### TASK INPUTS
⁂
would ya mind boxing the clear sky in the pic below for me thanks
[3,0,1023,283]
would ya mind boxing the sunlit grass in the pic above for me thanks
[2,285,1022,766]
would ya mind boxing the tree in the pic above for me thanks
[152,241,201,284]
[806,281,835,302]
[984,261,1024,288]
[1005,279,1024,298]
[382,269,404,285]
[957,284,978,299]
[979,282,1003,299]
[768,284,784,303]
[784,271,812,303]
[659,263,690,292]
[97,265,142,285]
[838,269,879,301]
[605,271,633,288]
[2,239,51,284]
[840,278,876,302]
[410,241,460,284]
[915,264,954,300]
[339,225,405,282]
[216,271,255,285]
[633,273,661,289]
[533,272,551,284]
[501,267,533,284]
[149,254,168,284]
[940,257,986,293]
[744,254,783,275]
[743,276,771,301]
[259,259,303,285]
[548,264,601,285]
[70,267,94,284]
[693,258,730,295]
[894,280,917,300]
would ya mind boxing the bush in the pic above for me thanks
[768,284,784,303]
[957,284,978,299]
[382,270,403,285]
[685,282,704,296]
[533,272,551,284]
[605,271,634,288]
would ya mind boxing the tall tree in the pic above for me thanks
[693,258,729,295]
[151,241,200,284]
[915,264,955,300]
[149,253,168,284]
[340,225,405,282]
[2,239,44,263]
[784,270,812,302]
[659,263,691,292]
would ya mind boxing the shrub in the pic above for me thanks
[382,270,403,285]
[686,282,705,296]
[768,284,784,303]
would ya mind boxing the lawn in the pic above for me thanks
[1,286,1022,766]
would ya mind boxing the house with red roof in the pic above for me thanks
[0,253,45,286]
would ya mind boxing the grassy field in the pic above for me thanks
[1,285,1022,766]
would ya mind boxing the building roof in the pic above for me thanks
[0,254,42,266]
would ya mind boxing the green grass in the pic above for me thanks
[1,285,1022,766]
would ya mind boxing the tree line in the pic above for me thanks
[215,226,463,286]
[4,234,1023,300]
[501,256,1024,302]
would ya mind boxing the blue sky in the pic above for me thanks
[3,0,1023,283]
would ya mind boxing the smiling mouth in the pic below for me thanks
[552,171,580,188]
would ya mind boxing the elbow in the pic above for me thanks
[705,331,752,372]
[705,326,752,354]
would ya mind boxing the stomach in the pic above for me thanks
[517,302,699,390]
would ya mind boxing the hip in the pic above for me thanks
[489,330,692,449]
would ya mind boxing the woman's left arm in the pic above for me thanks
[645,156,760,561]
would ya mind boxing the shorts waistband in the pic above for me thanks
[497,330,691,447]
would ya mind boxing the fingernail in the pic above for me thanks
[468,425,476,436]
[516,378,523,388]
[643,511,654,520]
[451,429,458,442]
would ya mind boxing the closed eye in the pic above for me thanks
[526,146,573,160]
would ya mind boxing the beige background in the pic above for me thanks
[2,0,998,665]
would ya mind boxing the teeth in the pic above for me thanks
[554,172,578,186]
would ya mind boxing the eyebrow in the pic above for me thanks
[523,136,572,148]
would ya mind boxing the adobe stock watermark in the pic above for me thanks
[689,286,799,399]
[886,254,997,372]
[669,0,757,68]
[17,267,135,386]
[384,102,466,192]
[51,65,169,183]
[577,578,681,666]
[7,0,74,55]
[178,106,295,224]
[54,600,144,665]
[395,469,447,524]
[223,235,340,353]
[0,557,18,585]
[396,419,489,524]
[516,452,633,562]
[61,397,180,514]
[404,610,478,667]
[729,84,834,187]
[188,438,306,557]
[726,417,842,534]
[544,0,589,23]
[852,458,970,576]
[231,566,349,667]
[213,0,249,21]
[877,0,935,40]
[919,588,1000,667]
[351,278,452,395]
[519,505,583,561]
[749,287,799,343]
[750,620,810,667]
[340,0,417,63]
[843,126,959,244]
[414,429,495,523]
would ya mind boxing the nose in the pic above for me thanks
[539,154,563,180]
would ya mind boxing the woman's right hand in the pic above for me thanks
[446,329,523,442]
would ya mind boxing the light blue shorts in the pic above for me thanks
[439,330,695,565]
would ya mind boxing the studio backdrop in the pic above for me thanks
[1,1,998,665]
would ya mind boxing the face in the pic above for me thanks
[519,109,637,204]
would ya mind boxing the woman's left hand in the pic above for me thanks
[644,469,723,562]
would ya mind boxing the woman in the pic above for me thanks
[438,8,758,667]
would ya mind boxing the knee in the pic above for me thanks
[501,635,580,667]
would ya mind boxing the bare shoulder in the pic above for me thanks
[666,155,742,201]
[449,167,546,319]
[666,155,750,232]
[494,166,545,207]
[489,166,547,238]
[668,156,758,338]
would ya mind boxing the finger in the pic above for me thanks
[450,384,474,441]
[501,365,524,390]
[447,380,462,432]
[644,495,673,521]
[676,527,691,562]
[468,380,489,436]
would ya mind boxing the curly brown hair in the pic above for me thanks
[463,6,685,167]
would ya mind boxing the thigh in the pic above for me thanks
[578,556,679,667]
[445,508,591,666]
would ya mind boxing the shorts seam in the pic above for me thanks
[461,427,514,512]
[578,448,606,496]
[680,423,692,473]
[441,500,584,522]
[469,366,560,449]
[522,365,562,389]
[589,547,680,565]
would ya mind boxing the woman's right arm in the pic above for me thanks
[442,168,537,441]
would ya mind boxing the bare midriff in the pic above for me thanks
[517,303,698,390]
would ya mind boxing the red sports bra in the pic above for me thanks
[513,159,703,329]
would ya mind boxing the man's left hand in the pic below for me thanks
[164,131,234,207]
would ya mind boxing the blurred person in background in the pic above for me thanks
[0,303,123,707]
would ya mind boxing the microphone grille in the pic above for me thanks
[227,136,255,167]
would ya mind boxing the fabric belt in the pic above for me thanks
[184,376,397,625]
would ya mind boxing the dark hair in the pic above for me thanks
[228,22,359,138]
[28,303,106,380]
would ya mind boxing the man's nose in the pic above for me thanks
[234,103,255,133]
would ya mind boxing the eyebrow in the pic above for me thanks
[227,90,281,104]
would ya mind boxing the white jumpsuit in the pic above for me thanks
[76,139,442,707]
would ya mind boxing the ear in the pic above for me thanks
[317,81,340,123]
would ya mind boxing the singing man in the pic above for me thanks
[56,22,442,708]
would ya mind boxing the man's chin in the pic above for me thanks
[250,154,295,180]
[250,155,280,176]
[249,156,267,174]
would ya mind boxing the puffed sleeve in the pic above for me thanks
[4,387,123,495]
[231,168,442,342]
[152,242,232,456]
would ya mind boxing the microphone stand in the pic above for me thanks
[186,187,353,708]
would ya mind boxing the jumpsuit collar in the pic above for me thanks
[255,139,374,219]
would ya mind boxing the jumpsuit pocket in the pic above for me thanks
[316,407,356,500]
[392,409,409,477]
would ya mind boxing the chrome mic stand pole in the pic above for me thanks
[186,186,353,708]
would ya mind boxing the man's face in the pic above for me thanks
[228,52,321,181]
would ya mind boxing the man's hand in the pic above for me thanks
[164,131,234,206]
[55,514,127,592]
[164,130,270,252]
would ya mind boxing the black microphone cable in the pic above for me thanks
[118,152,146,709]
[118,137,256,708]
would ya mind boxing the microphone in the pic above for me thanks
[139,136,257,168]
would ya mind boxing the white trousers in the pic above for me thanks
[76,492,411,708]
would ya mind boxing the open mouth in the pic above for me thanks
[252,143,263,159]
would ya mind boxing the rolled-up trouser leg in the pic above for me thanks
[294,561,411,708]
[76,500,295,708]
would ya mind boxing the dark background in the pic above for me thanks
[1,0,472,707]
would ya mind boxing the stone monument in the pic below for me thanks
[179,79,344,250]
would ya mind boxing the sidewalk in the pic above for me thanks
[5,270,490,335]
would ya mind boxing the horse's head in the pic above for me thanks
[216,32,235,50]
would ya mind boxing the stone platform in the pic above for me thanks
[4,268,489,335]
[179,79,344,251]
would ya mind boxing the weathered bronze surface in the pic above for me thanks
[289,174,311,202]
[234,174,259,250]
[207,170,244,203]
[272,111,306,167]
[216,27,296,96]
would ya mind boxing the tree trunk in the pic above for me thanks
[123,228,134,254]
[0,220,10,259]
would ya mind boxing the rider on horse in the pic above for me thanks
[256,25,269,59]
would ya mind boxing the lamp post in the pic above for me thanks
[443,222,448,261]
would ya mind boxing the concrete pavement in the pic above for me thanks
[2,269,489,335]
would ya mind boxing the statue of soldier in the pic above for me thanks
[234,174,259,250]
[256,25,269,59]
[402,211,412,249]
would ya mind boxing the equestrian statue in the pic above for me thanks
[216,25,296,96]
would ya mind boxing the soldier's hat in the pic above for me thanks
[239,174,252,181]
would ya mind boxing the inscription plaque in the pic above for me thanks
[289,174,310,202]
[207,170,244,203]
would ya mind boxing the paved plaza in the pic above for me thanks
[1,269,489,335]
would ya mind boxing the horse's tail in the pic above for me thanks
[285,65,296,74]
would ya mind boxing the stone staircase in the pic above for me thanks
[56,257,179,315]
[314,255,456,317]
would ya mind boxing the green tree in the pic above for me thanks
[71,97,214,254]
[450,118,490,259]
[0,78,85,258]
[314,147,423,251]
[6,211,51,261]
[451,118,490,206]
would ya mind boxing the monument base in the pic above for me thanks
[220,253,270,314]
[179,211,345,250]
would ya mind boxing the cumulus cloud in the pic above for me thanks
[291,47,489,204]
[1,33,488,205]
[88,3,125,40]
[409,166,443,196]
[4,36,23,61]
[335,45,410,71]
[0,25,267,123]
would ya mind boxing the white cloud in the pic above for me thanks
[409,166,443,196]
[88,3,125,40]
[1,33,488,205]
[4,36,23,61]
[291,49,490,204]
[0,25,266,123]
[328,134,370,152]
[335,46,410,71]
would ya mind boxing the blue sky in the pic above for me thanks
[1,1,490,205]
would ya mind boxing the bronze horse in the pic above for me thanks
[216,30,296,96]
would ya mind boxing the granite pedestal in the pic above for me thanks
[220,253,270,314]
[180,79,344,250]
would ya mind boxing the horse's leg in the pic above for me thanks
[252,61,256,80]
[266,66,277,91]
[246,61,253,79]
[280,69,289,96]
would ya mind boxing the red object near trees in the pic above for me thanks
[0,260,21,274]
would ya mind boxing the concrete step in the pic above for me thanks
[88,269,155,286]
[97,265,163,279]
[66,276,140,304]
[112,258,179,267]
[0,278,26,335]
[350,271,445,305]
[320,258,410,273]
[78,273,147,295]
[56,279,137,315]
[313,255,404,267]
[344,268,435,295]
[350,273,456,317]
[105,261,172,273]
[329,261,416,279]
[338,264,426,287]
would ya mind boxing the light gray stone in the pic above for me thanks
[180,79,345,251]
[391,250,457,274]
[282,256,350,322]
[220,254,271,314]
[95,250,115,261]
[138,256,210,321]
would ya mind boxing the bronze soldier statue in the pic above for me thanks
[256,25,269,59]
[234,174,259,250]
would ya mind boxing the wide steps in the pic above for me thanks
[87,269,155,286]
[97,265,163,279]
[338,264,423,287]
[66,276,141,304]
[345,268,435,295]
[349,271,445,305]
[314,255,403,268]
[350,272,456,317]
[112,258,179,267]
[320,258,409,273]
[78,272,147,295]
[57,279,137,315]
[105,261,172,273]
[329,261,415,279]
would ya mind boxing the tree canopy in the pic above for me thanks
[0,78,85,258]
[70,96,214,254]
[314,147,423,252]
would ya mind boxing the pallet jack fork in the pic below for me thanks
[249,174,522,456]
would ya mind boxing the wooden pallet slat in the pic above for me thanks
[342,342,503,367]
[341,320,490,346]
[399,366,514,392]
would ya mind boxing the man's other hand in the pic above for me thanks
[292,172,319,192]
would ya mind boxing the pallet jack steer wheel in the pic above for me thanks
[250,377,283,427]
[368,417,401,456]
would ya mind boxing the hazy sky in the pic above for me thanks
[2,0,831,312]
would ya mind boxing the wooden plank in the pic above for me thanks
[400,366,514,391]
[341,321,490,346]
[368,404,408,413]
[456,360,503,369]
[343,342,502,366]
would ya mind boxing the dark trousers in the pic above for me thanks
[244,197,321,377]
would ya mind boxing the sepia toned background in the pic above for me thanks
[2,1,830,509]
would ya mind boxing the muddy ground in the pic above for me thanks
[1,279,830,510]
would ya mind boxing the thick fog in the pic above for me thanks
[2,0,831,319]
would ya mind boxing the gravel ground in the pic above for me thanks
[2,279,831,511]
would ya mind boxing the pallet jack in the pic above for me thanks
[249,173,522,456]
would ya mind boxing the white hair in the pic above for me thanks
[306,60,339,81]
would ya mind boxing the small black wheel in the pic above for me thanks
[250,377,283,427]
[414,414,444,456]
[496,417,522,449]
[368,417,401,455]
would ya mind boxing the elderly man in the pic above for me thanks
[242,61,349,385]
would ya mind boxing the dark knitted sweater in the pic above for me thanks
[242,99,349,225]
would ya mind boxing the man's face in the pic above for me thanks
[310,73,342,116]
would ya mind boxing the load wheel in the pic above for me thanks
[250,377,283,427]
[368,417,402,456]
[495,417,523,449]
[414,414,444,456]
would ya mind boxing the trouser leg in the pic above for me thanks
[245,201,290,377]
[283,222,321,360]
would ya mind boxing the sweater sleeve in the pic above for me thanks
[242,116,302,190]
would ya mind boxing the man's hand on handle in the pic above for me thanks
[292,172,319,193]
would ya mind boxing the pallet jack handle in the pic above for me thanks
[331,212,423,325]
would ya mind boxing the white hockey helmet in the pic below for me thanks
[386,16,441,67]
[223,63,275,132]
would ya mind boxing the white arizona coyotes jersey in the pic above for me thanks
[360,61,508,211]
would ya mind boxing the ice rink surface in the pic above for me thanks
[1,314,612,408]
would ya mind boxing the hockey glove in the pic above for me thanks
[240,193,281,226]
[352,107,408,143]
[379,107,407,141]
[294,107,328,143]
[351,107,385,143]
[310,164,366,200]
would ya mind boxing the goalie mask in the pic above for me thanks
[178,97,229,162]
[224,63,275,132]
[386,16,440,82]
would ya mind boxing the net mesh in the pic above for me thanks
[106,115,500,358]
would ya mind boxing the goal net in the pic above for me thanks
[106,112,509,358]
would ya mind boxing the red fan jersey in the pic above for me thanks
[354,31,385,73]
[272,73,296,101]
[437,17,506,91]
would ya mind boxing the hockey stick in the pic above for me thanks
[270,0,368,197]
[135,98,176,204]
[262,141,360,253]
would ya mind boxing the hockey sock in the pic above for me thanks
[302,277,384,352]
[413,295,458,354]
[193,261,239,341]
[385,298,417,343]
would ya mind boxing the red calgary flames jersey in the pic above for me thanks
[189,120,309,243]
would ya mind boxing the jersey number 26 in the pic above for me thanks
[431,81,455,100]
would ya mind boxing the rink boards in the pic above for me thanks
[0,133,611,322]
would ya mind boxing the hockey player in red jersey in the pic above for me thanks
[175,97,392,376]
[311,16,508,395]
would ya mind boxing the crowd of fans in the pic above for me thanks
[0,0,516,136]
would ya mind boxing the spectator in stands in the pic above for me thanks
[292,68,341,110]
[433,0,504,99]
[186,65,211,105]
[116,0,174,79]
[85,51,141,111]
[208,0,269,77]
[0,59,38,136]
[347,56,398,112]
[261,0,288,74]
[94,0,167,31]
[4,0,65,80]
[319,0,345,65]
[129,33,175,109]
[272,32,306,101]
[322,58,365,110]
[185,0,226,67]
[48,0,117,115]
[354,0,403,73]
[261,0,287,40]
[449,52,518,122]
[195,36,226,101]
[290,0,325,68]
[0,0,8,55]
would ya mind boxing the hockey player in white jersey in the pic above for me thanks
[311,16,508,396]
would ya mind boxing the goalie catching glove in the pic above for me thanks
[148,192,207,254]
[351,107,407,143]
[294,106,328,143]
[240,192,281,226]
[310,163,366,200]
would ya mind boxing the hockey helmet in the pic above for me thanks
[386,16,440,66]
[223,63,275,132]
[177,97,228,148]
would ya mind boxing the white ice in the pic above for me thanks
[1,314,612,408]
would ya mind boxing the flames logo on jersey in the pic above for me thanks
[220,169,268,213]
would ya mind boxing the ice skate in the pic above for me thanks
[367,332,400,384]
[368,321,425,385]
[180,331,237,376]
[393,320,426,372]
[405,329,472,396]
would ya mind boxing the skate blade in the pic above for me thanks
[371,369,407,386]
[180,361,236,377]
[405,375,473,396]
⁂
### TASK BRIEF
Every line from the one containing "would ya mind boxing the jersey" through the final line of the data above is to be restated word for word, and nothing more.

### ANSWER TO THE EXERCISE
would ya mind boxing the jersey number 26 in the pic above for me thanks
[431,81,455,100]
would ya mind boxing the rink boards in the pic above for me thanks
[0,133,611,322]
would ya mind boxing the hockey player in red jersey in the pic above for me thanks
[175,97,392,376]
[311,16,508,395]
would ya mind boxing the crowd of fans in the pic above for me thanks
[0,0,516,136]
would ya mind boxing the spectator in stands in the pic above for me thanks
[292,68,341,110]
[433,0,504,99]
[186,65,211,105]
[116,0,174,79]
[85,51,141,111]
[208,0,269,77]
[0,59,38,136]
[347,56,398,112]
[261,0,288,74]
[94,0,167,31]
[4,0,65,80]
[319,0,345,65]
[129,33,175,109]
[272,32,306,101]
[322,58,365,110]
[185,0,226,67]
[48,0,117,115]
[354,0,403,73]
[261,0,287,40]
[449,52,518,122]
[195,36,226,101]
[290,0,325,68]
[0,0,8,55]
would ya mind boxing the hockey player in white jersey in the pic above for me thanks
[311,16,508,396]
would ya mind boxing the goalie catching glove in the pic above for me thanks
[148,192,207,254]
[351,107,407,143]
[294,106,328,143]
[240,192,281,226]
[310,163,366,200]
would ya mind boxing the hockey helmet in the pic above for me thanks
[386,16,440,66]
[223,63,275,132]
[177,97,228,148]
would ya mind boxing the white ice in the pic above for me thanks
[1,314,612,408]
would ya mind boxing the flames logo on jersey in the pic above for me thanks
[220,169,268,213]
would ya mind boxing the ice skate in the pic above for me thanks
[367,332,400,384]
[368,321,425,385]
[180,331,237,376]
[393,320,426,372]
[405,329,472,396]
would ya mind boxing the skate blade in the pic above for me thanks
[371,369,407,386]
[180,361,236,377]
[405,375,473,396]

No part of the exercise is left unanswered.